+++ Teks Kutipan
Dengan memakai temuan sains ini, lebih jauh kita dapat katakan bahwa LGBT pasti juga sudah ada 300.000 hingga 400.000 tahun lalu, jauh sebelum kisah Nabi Lot ditulis. LGBT sudah ada sama tuanya dengan usia keberadaan Homo sapiens di muka Bumi, tapi baru dipelajari dan dikaji secara ilmiah di abad ke-20 M.
Dari tempat asalnya di Afrika, Homo sapiens HLGBT dulu sekali menyebar dan bermigrasi ke segala arah hingga akhirnya berada di seluruh muka Bumi, termasuk di tanah Arab di Timteng, juga di nusantara Indonesia dan di semua tempat lain di muka Bumi.
Kalau mau dirunut lebih jauh, jauh kebelakang lagi, ya unsur-unsur kimiawi esensial yang membangun dan membentuk tubuh kita (carbon, hidrogen, nitrogen, oksigen, fosforus dan sulfur) berawal-mula dari debu-debu kimiawi bintang-bintang yang meledak (supernovae) di angkasa luar, milyaran tahun lalu. Pada level partikel dan atom, tidak ada suatu hal apapun, termasuk OS apapun, yang membedakan manusia yang satu dari manusia yang lainnya. Kita semua, siapapun kita, kapanpun dan di manapun, satu asalnya: debu-debu kimiawi supernovae.
Penutup
Jadi, pesan saya kepada para ideolog anti-LGBT, jangan anda picik memandang LGBT hanya milik dunia Barat. Jangan mungkin karena kebencian pada Barat, anda melampiaskan kebencian ini kepada kaum LGBT sebagai kompensasi dan demo kemarahan anda pada Barat.
++++++
* [Tugas Kerja 1]:
Tolong jawab pertanyaan singkat ini berdasarkan teks tentang LGBT.
(a) Menurut teks, sejak berapa tahun lalu LGBT pasti sudah ada?
(b) Dari benua mana Homo sapiens berasal?
(c) Apa saja unsur kimiawi esensial pembentuk tubuh manusia yang disebutkan?
* [Tugas Kerja 2]:
Salin persis bagian teks tentang LGBT mulai dari "Dengan memakai temuan" sampai dengan "di muka Bumi.".
Gunakan hanya teks tentang LGBT sebagai sumber jawaban.
+++ Data yang Diberikan
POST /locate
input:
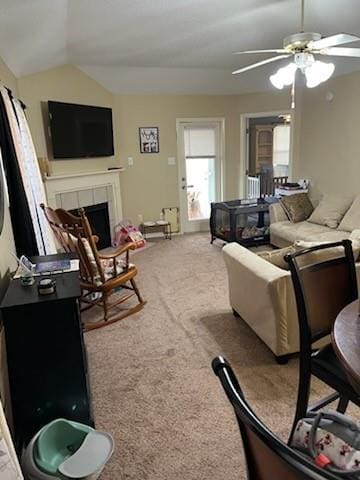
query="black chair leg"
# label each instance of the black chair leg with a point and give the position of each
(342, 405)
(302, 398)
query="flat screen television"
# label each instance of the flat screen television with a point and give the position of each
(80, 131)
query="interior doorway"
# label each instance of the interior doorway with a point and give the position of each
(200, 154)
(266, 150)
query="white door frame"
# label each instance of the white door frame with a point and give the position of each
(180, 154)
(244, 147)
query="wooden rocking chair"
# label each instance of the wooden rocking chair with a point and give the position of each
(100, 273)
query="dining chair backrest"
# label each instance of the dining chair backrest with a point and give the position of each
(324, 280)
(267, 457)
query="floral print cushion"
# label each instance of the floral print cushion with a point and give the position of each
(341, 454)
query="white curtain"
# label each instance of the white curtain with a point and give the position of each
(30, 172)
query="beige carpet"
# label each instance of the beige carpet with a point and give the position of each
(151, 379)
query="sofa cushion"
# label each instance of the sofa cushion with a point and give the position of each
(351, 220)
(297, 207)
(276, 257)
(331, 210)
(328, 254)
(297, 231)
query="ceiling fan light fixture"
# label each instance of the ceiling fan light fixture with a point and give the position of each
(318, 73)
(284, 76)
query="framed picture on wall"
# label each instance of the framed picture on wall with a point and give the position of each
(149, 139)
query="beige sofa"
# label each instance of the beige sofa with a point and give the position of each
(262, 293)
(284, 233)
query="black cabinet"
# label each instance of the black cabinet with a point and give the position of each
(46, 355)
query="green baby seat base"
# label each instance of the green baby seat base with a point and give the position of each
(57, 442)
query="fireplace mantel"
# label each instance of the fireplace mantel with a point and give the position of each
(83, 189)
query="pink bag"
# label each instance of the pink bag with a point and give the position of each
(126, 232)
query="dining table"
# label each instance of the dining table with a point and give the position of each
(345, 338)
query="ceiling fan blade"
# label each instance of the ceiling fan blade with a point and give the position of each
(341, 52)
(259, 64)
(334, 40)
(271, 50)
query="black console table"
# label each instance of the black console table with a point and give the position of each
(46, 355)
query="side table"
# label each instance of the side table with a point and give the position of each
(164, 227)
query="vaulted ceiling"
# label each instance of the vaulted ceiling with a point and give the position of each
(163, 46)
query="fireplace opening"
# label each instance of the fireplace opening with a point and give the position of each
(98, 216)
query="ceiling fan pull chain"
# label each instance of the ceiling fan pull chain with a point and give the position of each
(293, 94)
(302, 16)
++++++
+++ Data yang Diberikan
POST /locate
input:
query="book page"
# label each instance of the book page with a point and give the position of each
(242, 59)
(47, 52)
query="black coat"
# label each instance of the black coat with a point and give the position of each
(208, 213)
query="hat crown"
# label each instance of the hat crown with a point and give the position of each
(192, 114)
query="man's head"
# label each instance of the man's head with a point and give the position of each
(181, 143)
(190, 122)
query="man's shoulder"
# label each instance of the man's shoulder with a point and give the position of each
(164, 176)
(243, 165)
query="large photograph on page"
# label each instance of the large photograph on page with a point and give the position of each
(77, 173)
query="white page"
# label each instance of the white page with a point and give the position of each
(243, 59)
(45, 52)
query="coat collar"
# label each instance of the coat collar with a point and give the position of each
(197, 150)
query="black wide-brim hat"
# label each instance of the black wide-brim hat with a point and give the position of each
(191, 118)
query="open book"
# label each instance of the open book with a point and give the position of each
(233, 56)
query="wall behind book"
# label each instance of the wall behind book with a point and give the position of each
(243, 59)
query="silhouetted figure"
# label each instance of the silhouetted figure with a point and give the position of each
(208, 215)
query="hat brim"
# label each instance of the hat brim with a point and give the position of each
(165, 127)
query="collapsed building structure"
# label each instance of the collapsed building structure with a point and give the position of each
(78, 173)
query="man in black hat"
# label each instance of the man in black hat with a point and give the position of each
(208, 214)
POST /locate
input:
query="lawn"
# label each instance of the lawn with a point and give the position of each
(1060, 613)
++++++
+++ Data yang Diberikan
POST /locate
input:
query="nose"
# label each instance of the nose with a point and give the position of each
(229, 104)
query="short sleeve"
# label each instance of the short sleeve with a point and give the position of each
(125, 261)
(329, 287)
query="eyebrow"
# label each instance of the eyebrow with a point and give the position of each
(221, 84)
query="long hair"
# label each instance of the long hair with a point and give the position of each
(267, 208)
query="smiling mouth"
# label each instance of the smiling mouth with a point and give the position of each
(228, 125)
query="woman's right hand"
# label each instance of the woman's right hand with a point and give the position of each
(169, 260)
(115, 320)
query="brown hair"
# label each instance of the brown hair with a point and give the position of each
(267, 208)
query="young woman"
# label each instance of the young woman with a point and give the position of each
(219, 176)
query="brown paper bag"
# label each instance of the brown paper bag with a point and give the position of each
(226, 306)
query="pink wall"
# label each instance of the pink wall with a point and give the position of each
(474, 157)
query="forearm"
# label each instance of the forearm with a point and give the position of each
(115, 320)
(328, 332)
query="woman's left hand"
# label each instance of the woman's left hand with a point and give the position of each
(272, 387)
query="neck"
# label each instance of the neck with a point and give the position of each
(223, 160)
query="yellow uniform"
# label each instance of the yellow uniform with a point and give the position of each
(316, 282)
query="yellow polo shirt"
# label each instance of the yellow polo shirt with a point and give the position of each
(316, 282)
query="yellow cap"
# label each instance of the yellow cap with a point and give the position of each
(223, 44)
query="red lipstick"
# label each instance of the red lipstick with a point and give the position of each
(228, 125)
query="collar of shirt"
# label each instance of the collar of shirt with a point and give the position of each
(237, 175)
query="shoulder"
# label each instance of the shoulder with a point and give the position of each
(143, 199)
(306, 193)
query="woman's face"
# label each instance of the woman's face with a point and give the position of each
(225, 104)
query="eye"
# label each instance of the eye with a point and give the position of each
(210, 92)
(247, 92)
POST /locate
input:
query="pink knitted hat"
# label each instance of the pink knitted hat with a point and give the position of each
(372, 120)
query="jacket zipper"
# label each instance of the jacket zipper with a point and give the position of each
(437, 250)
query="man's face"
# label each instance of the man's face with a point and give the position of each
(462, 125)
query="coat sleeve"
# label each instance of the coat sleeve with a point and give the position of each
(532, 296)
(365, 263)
++++++
* [Jawaban Latihan 1]:
(a) 300.000 hingga 400.000 tahun lalu.
(b) Afrika.
(c) Carbon, hidrogen, nitrogen, oksigen, fosforus, dan sulfur.

* [Jawaban Latihan 2]:
Dengan memakai temuan sains ini, lebih jauh kita dapat katakan bahwa LGBT pasti juga sudah ada 300.000 hingga 400.000 tahun lalu, jauh sebelum kisah Nabi Lot ditulis. LGBT sudah ada sama tuanya dengan usia keberadaan Homo sapiens di muka Bumi, tapi baru dipelajari dan dikaji secara ilmiah di abad ke-20 M.
Dari tempat asalnya di Afrika, Homo sapiens HLGBT dulu sekali menyebar dan bermigrasi ke segala arah hingga akhirnya berada di seluruh muka Bumi, termasuk di tanah Arab di Timteng, juga di nusantara Indonesia dan di semua tempat lain di muka Bumi.